◆ **Zadania do rozwiązania**:
1. Odpowiedz krótko na pytania dotyczące tekstu o zajęciach w CKD.
(a) Ile czasu musiało minąć, zanim sytuacja się odmieniła?
(b) Jaką decyzję podano jako przykład decyzji, za którą bierze się stuprocentową odpowiedzialność?
(c) Dla dzieci w jakim wieku przeznaczone są „Bajkobrania dla Najnajów”?
2. Kontynuuj tekst o zajęciach w CKD, zaczynając od zdania następującego po ostatnim.

Nie wszyscy od razu chcieli wrócić na zajęcia. Szukaliśmy przyczyny tego stanu. Nie wiedzieliśmy, czy nadal panuje strach, czy oferta jest niedostosowana, a może zmiany w kadrach CKD miały na to wpływ? Musiało minąć kilka miesięcy, by sytuacja się odmieniła. Mam wrażenie, że obecny sezon kulturalny to ten, który naszą działalność usytuował na właściwych torach.
Biorę stuprocentową odpowiedzialność za swoje decyzje, jak choćby wprowadzenie płatnych Bajkobrań. Siłą rzeczy zaczęły się porównania z byłą kierowniczką, co też jest tematem, z którym przyszło mi się mierzyć. A ja postawiłam sobie pytanie, co faktycznie warto utrzymać, a co zmienić. Jednym z przykładów nowości były „Bajkobrania dla Najnajów”, czyli dla najmłodszych dzieci w wieku od pół roku do 3-4 lat. Zachwyciłam się sztuką teatralną dla maluchów i bardzo chciałam wprowadzić ją do CKD.

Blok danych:
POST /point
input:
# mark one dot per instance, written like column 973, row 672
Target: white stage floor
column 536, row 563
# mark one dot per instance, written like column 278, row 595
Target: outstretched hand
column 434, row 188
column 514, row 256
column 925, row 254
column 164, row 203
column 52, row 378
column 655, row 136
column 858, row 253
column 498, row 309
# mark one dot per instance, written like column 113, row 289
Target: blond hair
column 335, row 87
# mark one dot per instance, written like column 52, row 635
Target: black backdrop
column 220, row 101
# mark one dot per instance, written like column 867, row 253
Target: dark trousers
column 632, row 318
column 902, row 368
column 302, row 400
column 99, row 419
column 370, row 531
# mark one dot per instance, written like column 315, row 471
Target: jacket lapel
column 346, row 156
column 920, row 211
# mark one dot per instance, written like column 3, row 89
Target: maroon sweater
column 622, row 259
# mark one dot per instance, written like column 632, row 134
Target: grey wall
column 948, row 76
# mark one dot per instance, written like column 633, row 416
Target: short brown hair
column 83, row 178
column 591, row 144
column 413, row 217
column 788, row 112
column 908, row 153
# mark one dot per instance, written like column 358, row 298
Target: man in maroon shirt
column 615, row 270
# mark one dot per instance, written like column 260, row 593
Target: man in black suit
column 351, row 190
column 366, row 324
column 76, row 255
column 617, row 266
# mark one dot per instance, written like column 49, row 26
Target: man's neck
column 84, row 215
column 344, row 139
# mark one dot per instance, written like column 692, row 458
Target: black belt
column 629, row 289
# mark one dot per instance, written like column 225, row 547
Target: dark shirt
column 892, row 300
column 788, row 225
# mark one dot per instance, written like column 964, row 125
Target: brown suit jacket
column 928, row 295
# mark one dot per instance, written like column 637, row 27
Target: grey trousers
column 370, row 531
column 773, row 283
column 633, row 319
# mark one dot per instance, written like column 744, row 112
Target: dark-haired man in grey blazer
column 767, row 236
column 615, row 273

◆ **Odpowiedzi końcowe**:
1.
(a) Kilka miesięcy.
(b) Wprowadzenie płatnych Bajkobrań.
(c) Dla dzieci w wieku od pół roku do 3-4 lat.

2.
To zupełnie inny rodzaj spektakli. Na czym one polegają?
Są bardzo familijne. Odbywają się przy aktywnym udziale rodziców. Sprzyja temu nasza wielofunkcyjna sala, w której nie ma wyznaczonych granic sceny i widowni – wszystko odbywa się na jednej płaszczyźnie. Tu kontakt widz-aktor jest zdecydowanie bliższy, a w spektaklu prawie wcale nie występuje słowo mówione. Nastawione jest na ruch, muzykę, światło i budowanie relacji.
Opowiedz, jak budowaliście pozostałe elementy oferty CKD?
To było kolejne wyzwanie. Chciałam ją dopasować z jednej strony do zespołu instruktorów, z których każdy ma inne doświadczenie i wykształcenie. Z drugiej strony staramy się nadążać za panującymi trendami, by zainteresować odbiorców naszymi propozycjami. Korzystamy też z podpowiedzi dzieci.Czasem są to bajki, czasem modna muzyka. Słuchamy, oglądamy, próbujemy zrozumieć zachodzące w młodym społeczeństwie zmiany. Czasem jednak to nasze zabawy, te, w które my się bawiliśmy w dzieciństwie, są hitem.
Zbliża się 15-lecie CKD. Zdradzisz czytelnikom, w jaki sposób będziecie świętować?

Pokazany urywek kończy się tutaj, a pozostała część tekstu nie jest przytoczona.